:: Исходный отрывок ::
Ход жизни был нарушен, точнее, жизнь получила неожиданный толчок, который ускорил дальнейшее развитие событий, по крайней мере у Майка, а на самом деле и не только у Майка — группы «Аквариум», «Кино» и «Зоопарк» начали «выходить в люди» с первыми поездками в Москву.
Если «Аквариум» как-то в этом смысле тихарился, то Майк после первой поездки на «коммерческий», точнее, почти «настоящий» концерт, за который он получил деньги, на некоторое время странно распух, как-то надулся, напыжился и стал даже говорить по-другому, важно, значимо и немногословно. Именно в тот момент он, кажется, и начал играть в «рок-звезду» и играл в нее уже до конца жизни.
Он приехал из Москвы холодным зимним утром, и мы с другом Панкером пошли за пивом.
«Сколько ты получил за концерт в Москве?» — спросил Панкер. Майк подумал, помолчал, для придания важности сообщению, потом ответил: «Домой я привез сто рублей».
Подразумевалось, что и в Москве он успел потратить изрядную сумму.

:: Задание A ::
Оформите записи ниже как таблицу Markdown с колонками «№» и «Строка»: каждая непустая строка записей становится отдельным рядом со своим порядковым номером. Изображения в таблицу не включайте.

:: Приведённые записи ::
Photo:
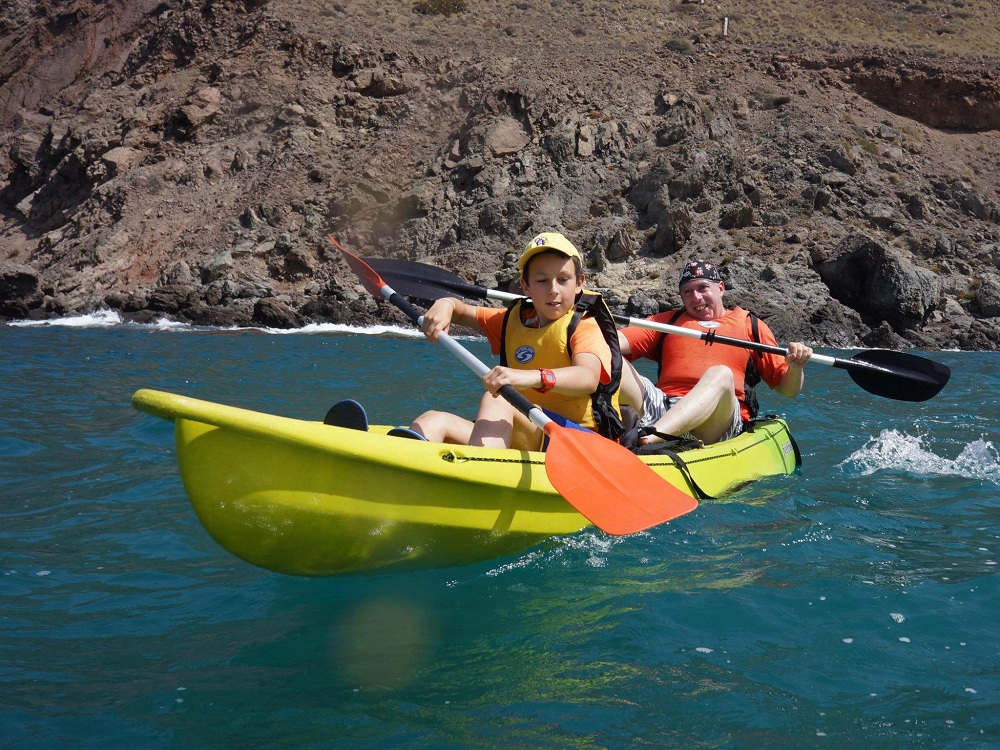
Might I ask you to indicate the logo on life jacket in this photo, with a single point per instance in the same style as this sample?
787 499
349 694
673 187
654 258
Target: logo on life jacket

:: Задание B ::
Продолжите отрывок о первой поездке Майка в Москву, начиная сразу после его последнего предложения.

:: Ожидаемый ответ A ::
| № | Строка |
|---|---|
| 1 | Photo: |
| 2 | Might I ask you to indicate the logo on life jacket in this photo, with a single point per instance in the same style as this sample? |
| 3 | 787 499 |
| 4 | 349 694 |
| 5 | 673 187 |
| 6 | 654 258 |
| 7 | Target: logo on life jacket |

:: Ожидаемый ответ B ::
Это было много.
О «ста рублях за концерт» не мечтал тогда никто из ленконцертовских, москонцертовских, росконцертовских и других «концертовских» официальных артистов.
Конечно, официальные артисты зарабатывали такие деньги, которые никогда и не снились подпольным, а сейчас и неподпольным рок-музыкантам, гонорары нынешних поп-звезд и популярных эстрадников семидесятых и тогда и теперь несопоставимы.
Другое дело, что официальным артистам были даны все карты в руки, а тем, которым не даны, — тем эти карты раздавали профессиональные администраторы. Они заделывали официальные гастроли по Сибири или Дальнему Востоку, на которых артисты чесали по четыре концерта в день, получая ставку, а по возвращении получали зарплату — честно и официально заработанную — в несколько тысяч рублей.
Отливалось им и по линии Всероссийского авторского общества — не помню, как правильно называлась эта организация в те годы, может быть, именно так и называлась, но в любом случае работала она хорошо.
Песни популярных эстрадных артистов транслировались по радио и, главное, игрались во всех ресторанах необъятного Советского Союза. И каждый ресторан отчислял свою копеечку за использование музыки и стихов известного эстрадного артиста в Авторское общество. И потом популярный эстрадный артист получал почтовые переводы из Авторского общества на суммы с тремя или четырьмя нулями. Все было хорошо.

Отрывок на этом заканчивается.